Assignment: Using the line that contains "column 127, row 260" as the first line and the last line of the data as the final one, give every line in that range again exactly.

----

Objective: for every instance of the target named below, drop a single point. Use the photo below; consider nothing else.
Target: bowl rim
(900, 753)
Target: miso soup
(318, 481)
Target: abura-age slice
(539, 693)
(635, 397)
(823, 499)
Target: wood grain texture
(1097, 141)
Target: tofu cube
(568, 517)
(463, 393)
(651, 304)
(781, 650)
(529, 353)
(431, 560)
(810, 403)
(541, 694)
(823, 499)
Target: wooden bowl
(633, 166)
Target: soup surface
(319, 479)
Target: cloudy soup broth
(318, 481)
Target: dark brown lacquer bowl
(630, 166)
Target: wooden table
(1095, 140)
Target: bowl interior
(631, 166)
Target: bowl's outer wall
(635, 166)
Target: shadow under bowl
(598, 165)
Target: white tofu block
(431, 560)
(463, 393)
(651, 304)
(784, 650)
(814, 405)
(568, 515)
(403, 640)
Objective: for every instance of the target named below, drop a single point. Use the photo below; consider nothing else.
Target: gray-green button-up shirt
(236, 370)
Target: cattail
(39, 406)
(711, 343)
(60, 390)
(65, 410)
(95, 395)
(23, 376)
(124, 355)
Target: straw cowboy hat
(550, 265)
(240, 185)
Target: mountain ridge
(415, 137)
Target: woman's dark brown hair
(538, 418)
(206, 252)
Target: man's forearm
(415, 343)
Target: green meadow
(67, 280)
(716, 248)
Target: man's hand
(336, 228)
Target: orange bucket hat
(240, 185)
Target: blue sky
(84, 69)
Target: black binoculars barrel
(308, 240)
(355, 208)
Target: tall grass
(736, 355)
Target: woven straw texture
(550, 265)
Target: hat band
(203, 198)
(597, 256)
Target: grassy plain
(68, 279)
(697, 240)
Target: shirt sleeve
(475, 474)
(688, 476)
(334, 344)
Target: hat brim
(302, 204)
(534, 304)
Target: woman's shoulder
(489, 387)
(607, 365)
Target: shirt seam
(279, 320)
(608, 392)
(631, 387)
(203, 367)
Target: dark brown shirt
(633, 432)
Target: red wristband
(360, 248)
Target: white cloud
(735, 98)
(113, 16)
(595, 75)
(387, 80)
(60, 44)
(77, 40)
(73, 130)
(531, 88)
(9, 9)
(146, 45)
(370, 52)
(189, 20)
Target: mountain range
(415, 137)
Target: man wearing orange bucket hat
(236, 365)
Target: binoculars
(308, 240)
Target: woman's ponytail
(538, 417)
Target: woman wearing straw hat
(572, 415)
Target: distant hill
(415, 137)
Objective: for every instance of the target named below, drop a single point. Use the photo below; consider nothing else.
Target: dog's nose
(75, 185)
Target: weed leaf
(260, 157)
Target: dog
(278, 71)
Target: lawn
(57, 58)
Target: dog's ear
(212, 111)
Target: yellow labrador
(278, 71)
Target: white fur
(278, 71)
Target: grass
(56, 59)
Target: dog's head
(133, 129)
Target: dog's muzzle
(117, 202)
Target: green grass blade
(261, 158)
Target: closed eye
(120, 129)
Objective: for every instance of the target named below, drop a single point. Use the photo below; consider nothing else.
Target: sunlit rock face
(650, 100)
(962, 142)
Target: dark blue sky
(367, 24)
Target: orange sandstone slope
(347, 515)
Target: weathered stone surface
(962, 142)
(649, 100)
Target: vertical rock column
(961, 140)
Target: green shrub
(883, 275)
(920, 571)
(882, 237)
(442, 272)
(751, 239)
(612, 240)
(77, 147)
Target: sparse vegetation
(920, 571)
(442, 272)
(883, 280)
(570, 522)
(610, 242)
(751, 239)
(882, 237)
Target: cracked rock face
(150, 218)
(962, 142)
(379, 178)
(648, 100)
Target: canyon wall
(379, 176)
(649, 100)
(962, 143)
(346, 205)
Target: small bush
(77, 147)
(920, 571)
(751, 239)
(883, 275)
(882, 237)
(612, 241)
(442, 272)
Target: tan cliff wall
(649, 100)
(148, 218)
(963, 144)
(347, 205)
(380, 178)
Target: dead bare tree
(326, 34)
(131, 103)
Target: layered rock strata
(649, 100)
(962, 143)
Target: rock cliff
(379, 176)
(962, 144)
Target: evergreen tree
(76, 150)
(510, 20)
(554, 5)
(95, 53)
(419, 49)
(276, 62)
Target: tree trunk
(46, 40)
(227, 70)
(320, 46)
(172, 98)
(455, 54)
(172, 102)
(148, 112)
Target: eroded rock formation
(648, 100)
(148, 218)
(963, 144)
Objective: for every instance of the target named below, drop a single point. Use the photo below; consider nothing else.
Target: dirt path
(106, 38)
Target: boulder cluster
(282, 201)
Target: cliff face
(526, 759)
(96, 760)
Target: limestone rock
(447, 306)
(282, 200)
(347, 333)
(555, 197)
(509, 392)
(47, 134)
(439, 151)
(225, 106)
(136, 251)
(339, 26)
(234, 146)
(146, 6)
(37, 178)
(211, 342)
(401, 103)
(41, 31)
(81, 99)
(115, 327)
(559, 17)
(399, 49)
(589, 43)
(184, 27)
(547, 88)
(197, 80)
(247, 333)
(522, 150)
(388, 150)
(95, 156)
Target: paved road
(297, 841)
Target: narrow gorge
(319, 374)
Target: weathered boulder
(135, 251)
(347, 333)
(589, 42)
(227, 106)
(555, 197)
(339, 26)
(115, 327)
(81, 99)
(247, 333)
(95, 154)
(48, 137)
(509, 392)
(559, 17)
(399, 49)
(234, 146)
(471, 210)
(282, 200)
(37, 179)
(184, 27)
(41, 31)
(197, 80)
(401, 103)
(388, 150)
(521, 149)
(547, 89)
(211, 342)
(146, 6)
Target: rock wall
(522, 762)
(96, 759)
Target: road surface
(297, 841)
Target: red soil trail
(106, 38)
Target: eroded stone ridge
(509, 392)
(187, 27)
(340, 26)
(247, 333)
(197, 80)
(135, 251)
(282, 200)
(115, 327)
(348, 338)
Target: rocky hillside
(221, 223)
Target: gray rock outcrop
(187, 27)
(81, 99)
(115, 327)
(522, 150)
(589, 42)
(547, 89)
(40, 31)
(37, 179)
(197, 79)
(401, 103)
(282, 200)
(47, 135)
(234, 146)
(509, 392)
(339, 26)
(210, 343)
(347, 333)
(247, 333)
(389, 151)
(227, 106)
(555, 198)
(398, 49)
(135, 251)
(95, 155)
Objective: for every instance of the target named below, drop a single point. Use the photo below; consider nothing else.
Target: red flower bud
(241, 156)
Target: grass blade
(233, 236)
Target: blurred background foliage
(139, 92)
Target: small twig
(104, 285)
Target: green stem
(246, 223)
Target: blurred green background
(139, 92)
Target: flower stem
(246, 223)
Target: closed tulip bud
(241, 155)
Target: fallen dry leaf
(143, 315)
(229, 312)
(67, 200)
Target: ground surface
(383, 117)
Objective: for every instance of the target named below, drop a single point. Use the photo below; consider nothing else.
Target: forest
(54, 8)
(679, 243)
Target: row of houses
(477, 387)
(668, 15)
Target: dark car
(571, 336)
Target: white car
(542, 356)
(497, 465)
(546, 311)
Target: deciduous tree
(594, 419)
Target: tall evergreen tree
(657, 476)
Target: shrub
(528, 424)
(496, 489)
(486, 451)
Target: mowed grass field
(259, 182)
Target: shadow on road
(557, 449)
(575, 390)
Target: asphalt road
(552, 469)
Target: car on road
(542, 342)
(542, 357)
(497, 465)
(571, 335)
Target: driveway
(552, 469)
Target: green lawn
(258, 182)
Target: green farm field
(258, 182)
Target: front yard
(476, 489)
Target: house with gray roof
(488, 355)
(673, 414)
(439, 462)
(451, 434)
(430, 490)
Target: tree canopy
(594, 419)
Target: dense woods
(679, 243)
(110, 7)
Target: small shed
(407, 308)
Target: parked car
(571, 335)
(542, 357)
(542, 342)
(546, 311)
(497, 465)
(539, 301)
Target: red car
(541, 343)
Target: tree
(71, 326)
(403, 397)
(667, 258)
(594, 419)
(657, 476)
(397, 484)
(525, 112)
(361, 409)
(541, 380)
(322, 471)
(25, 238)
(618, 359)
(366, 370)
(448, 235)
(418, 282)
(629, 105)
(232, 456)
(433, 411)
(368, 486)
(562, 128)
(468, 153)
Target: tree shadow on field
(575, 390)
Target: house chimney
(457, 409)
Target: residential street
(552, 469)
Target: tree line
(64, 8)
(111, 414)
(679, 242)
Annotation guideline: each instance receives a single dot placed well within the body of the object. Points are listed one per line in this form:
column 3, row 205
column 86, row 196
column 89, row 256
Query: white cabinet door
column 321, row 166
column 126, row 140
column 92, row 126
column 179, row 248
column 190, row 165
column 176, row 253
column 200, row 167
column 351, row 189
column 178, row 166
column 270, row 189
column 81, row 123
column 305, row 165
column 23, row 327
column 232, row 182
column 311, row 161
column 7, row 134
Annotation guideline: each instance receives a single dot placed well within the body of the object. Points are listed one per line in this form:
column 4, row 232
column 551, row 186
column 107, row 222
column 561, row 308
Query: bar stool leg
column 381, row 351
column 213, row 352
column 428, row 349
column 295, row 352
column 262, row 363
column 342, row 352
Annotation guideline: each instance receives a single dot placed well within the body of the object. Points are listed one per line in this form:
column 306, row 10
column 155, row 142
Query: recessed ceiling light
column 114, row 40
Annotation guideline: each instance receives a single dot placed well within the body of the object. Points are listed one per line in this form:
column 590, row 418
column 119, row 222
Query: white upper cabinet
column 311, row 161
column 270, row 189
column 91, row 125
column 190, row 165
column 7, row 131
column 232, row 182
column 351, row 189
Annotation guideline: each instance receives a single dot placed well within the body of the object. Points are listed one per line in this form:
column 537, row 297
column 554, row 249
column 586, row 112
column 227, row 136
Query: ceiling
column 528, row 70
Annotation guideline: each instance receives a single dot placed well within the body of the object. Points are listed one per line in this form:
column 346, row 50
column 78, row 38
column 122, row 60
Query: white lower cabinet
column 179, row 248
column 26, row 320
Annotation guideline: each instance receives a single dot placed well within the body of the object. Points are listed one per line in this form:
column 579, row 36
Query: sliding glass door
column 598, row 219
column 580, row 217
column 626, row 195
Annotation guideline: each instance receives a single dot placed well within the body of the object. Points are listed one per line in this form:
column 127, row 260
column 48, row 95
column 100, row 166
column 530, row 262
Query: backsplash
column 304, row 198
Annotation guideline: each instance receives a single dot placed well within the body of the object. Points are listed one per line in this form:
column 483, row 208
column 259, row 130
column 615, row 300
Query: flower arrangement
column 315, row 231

----

Task response:
column 127, row 260
column 48, row 95
column 100, row 166
column 530, row 262
Query: backsplash
column 304, row 198
Annotation guideline: each instance receives a single dot placed well within the body of the object. Points are listed one per line in this form:
column 483, row 208
column 259, row 130
column 615, row 300
Query: flower arrangement
column 315, row 231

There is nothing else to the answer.